[Available records]
[START]

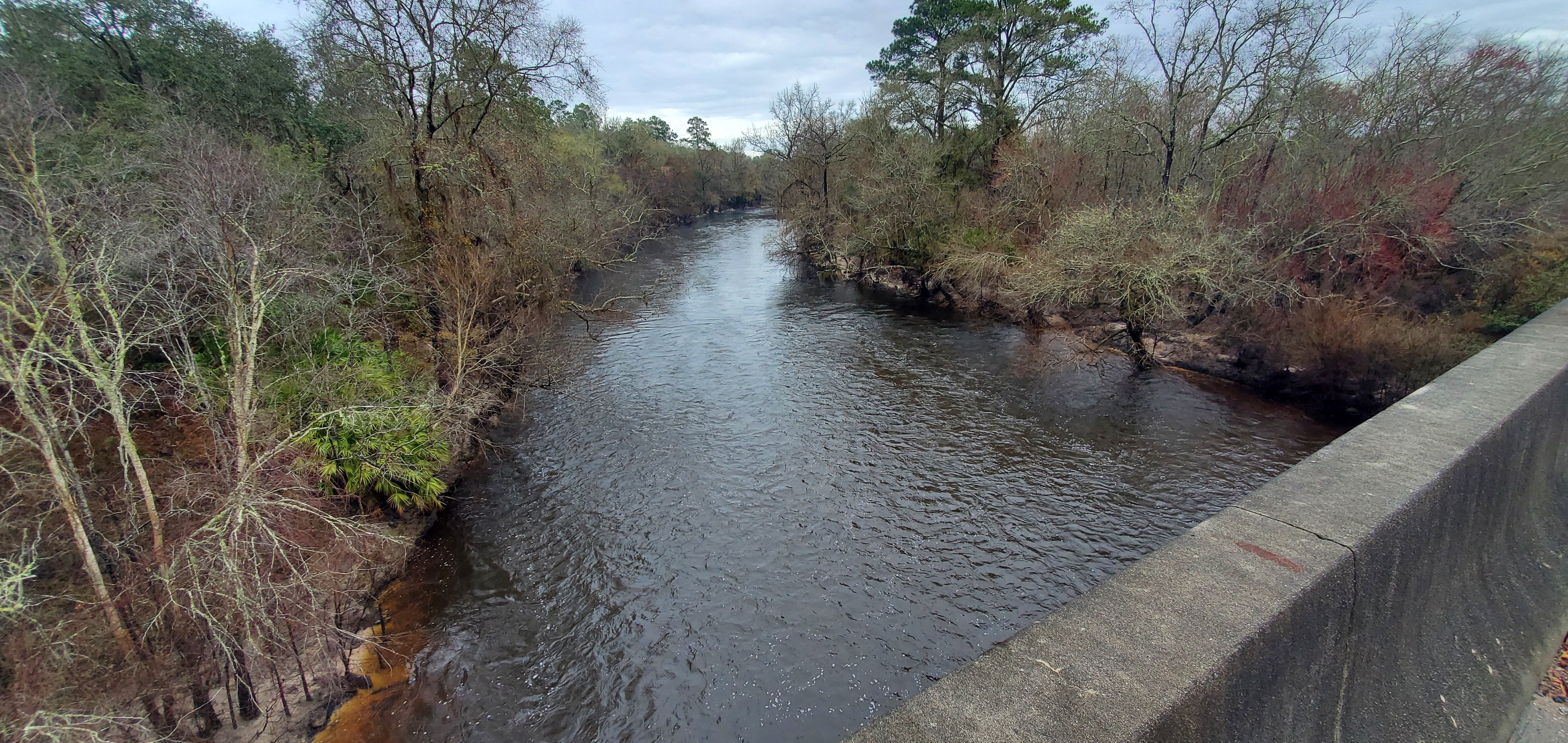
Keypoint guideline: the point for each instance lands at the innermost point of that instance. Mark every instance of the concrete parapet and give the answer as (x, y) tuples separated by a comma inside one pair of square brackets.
[(1406, 584)]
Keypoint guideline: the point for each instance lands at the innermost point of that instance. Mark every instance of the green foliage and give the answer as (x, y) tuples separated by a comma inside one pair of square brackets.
[(102, 51), (338, 370), (999, 60), (391, 453), (1147, 264)]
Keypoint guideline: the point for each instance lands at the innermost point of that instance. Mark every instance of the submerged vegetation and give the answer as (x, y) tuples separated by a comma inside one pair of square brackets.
[(256, 301), (1263, 190)]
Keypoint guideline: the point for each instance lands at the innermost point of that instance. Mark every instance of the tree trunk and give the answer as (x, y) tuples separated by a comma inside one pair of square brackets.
[(245, 690)]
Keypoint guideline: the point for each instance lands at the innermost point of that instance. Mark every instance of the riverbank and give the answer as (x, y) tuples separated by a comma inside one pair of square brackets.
[(1242, 347), (774, 507)]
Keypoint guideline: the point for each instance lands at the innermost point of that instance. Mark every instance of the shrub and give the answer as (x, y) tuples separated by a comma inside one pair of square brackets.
[(390, 453)]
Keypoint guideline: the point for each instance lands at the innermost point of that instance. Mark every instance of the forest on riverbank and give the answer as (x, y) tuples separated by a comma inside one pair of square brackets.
[(259, 301), (1264, 190)]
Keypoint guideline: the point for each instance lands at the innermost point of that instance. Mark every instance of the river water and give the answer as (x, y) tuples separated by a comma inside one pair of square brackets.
[(770, 509)]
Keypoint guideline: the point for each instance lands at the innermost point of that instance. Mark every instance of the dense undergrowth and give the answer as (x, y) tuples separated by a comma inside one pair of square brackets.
[(1269, 192), (255, 303)]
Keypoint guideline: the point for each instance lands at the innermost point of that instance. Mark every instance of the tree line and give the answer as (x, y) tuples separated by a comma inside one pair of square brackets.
[(1269, 190), (258, 300)]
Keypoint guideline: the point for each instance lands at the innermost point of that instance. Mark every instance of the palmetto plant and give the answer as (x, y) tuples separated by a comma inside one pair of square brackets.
[(388, 453)]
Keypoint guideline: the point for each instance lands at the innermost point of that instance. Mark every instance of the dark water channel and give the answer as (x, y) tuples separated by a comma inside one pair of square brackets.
[(770, 510)]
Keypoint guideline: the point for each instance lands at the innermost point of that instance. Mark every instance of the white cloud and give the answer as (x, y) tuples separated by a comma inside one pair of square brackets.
[(725, 60)]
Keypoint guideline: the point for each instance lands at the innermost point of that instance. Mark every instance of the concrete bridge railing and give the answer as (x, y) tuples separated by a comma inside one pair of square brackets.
[(1406, 584)]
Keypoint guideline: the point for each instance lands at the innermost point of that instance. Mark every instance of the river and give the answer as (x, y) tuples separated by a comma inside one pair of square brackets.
[(772, 509)]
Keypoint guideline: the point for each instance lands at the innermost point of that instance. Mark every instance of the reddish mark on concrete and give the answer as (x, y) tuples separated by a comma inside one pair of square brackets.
[(1271, 557)]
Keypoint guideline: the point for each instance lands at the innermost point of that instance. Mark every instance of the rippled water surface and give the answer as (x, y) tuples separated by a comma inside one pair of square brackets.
[(772, 509)]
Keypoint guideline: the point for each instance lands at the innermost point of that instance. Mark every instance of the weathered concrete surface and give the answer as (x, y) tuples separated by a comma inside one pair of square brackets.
[(1406, 584)]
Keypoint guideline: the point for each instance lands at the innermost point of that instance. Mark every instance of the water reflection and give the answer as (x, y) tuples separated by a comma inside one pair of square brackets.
[(770, 510)]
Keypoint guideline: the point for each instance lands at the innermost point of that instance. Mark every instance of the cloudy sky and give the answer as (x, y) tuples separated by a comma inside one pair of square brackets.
[(723, 60)]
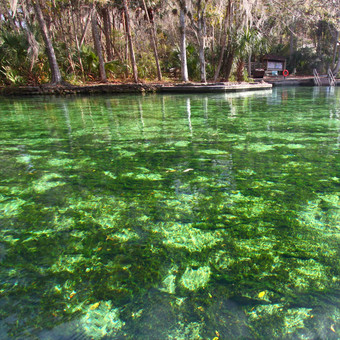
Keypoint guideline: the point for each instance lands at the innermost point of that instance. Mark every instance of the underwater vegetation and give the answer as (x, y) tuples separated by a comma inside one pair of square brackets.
[(171, 217)]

[END]

Using the records above, retype everything exactly except the pictures.

[Answer to this problem]
Keypoint guideline: the point for each instance lands at the innermost point of that instance. Mark every instance of the concrete parapet and give the answer as (x, y) tuples separated by a comma inside one pair of square brackets.
[(1406, 584)]
Keypoint guideline: the point for each instance lands at the innermost point of that instance. Mark every instance of the green foliage and give the answer as (x, y) tuples separated by a comma inside one pair of square brackets.
[(102, 51), (338, 370), (999, 60), (391, 453), (1147, 264)]
Keypoint guideline: the point for each instance lands at the innermost point of that instance. Mark every instance of the submerged vegetation and give the answer as (x, y) tuples separated by a comma inside one pair of square brackets.
[(256, 301), (1263, 190)]
Keypoint guideline: the point for each instance lands at the innermost point of that instance. Mark every instance of the tree trunk and give the answer as (x, y) tuples separated by a comma inside one pair of square brackets.
[(245, 690)]
Keypoint guideline: the point for each instance lands at the innermost point of that instance. Mark every instance of the riverbank and give the answer as (x, y) tuples separated by a comma inside one pair of square brackets.
[(1242, 347), (774, 507)]
Keypoint guideline: the point for each instance lands at the innermost point of that instance. Mark every instance of the shrub and give the answer as (x, y) tuples separated by a comma inside one pair of square brackets.
[(390, 453)]
Keypoint guideline: the point for each instance lands at the innermost point of that instance. Mark every instance of the forest on riverbank and give the answer as (x, y) tuples separated by a comma inside one pair of square brackets.
[(259, 301), (1264, 190)]
Keypoint guideline: the point for each instance lands at the innermost point of that instance. Mark every instance of the river water and give the answer as (x, y) tuples separated by a comma inside one pair of square brackets.
[(770, 509)]
Keypoint guideline: the point for each instance lands at the innermost point of that instance. Mark every instance of the dense undergrowth and give the answer as (x, y) tuples separated by a comma inside one pair of square brackets.
[(1269, 192), (255, 303)]
Keypoint guideline: the point for each instance lands at the innermost point of that instance. Mark every instance of the tree line and give the answer as (x, y) tuples separated by a comma inside one pair of square brackets.
[(1269, 190), (258, 300)]
Keypoint guideline: the point for each instance lands at the innermost point of that instance. Mark every instance of the palmetto plant and give the answer as (x, y) tuples separated by a comma inside one pair of square brackets.
[(388, 453)]
Keypoint guideline: the point for each instance lands at the innermost point of that instance. Mark every instance of the dark water channel and give the answer as (x, y) tuples separated by a comma inside one pair of square brackets.
[(770, 510)]
Keypoint guideline: the point for each instance lands at the innermost point of that instance. Mark every instance of the white cloud and give the answer as (x, y) tuples separated by a comma inside one pair of square brackets.
[(725, 60)]
Keypoint guideline: the point for each instance lands at the innermost point of that instance. Mark every instance of the concrete bridge railing and give the answer as (x, y) tuples separated by a comma inside one pair of square brackets.
[(1406, 584)]
Keypoint guideline: the point for each instance lands at the innermost point of that instance. Mark every instance of the river and give the answer as (x, y) tuples separated by a comma inside one pair of square brackets.
[(772, 509)]
Keypoint guideline: the point for each instance lands at the innermost point of that instance. Mark every instance of the reddish mark on concrete and give the answer as (x, y) tuples separated by a comma inside one pair of square brackets.
[(1271, 557)]
Keypoint guideline: the point for each instance lands at the innermost point of that instance. Mark every instance of the rippled water surface and give the answer as (x, y) tuples separated by a comma inside one pair of square brackets.
[(772, 509)]
Keypoint guideline: the point for each instance lands at the innermost point of that instance. Mark every instance of the weathered concrete surface and give the answer as (x, y) tuples separated by a comma inside one pair of square brackets.
[(1406, 584)]
Keypoint guideline: the point for each instance lands at the innermost point of that instance. Mark every instance of the water reflection and give the answer as (x, y) tuples separated by a comma inside one pair of square brackets.
[(770, 510)]
Keypoint guideline: the point for each instance lands at the innermost point of that instance. Mark every instance of the cloudy sky and give the answer as (x, y) tuples separated by a comma inside one pair of square brackets.
[(723, 60)]
Keypoint guideline: the point for each instance lands at the innermost point of that instance. Mark every instance of the underwater vegetation and give the answer as (x, y) tuples separated by a comma inside one pair of square brackets.
[(171, 217)]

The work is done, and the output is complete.